:: Entries from an annotation dataset ::
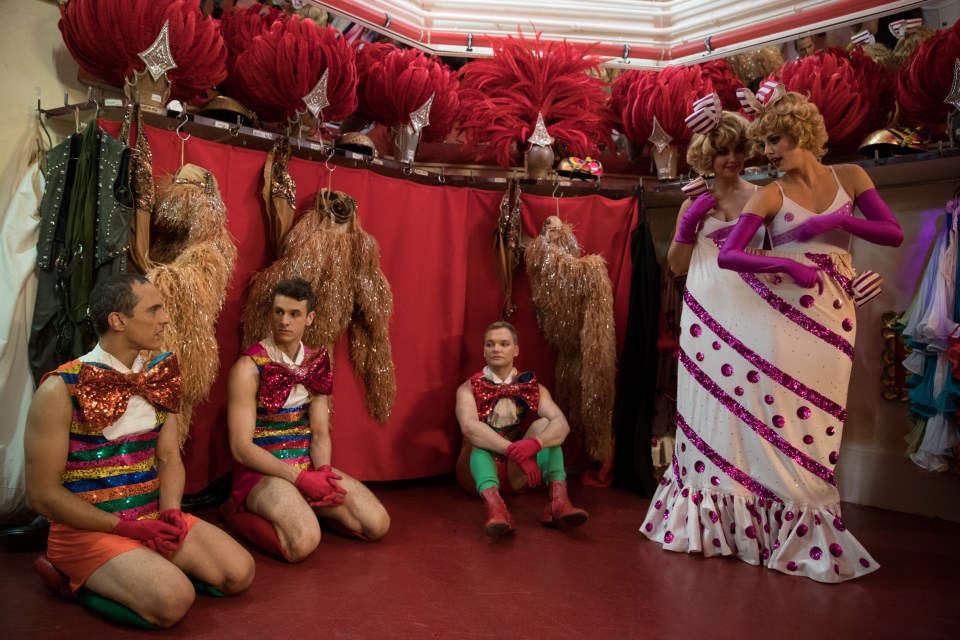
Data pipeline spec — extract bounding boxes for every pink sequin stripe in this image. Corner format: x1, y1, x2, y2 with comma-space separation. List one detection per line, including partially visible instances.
680, 349, 836, 486
803, 253, 850, 293
677, 413, 783, 503
683, 289, 847, 422
740, 273, 853, 360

:: What is needed ::
Rewrite the material with every "pink" changed to "silver" and nothing else altered, leaving out the pictures.

:: Problem solution ::
Data pipeline spec — extract bounding boxes for every silver sequin stripe in this image. Corner format: x1, y1, x2, y2 with comma-space separation. List one detection per line, including partially visible instances.
680, 349, 836, 486
803, 253, 850, 293
677, 413, 783, 503
683, 289, 847, 422
740, 273, 853, 360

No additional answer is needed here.